Stated exercise
Please copy the passage of the SYTYCD opening-night post from "As one impressive" to "and judges’ comments)." word for word.

Document text
SYTYCD: Best Opening Night Ever; Breathtaking Routine from Sonya Tayeh

 

As one impressive and sometimes breathtaking dance performance flowed into another last night, I said to myself — This can’t continue on and on, somebody’s going to lower the bar. But sister Katie and I were amazed at the quality of the choreography and performances, and they just kept coming. (We called each other every commercial to oooh and ahhh over the dances and judges’ comments).

And then . . . came the next to last dance by Jessica and Ricky. They didn’t look too promising in rehearsals, once even nearly knocking themselves out when they butted heads. But, Oh my gosh. The stage, for them, became another world, and, like in a fairy tale, they transformed into these ethereal beings that brought the entire house to awed silence. When it ended, the judges rose to their feet as one. They knew they had seen something unearthly and unprecedented and all who saw it were privileged spectators. I know I’m gushing, but, like Jason Derulo, I think I held my breath from beginning to end. It will be at the top of the list of SYTYCD’s all-time best performances.

It was a contemporary routine from Sonya Tayeh, who wrapped their moves in music like a breeze from a softer, gentler world, flowing around and through them. It was “Vow”, by Meredith Monk. I have never heard Nigel so awed by a performance. He couldn’t quit talking about how this routine had brought dance to an entirely different level, and how quiet the audience was. This is one of those performances with a Divine spark that is hardly ever completely captured again. Always, we will want to return to the original.

Now, to get out of gush mode and back down to earth. The second best routine of the night was a Stacey Tookey routine to “Take it Easy” by Jetta, and performed so beautifully and emotionally by Carly and Rudy. Though he’s more than a bit of a clown behind the scenes, Rudy is another dancer who transforms onstage. Though judges say his techniques need some work, you just say, who cares. His entire heart is in every motion. He and Carly, in her filmy, flowing skirt that moves like a current along with them, brought me chills and tears. It was beautiful. Mary talked about Rudy’s passion and heart. Carly was the more technically correct, but who knew. These two blended so smoothly and beautifully, and evoked such emotion, it will be a favorite of mine to come back to again and again. I would never have believed there would be a better one to come just two dances away.

Stored rows

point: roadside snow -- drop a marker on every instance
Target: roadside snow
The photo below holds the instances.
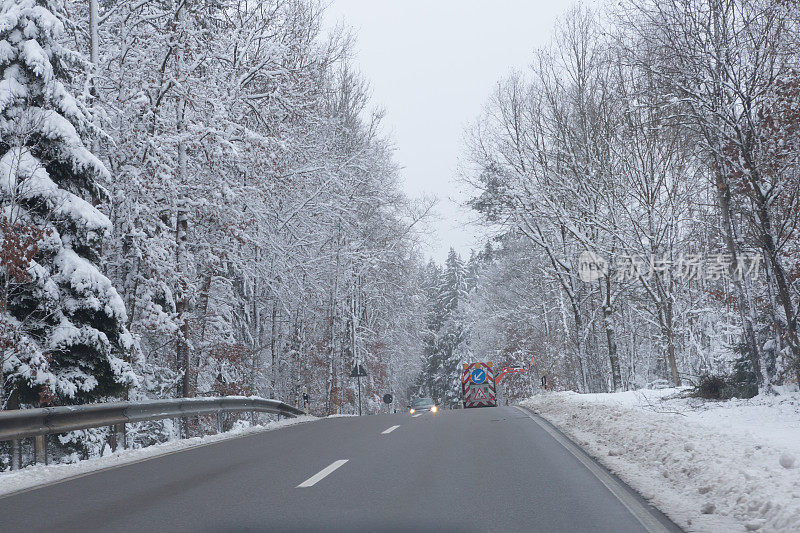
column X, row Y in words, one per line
column 710, row 466
column 34, row 476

Result
As one impressive and sometimes breathtaking dance performance flowed into another last night, I said to myself — This can’t continue on and on, somebody’s going to lower the bar. But sister Katie and I were amazed at the quality of the choreography and performances, and they just kept coming. (We called each other every commercial to oooh and ahhh over the dances and judges’ comments).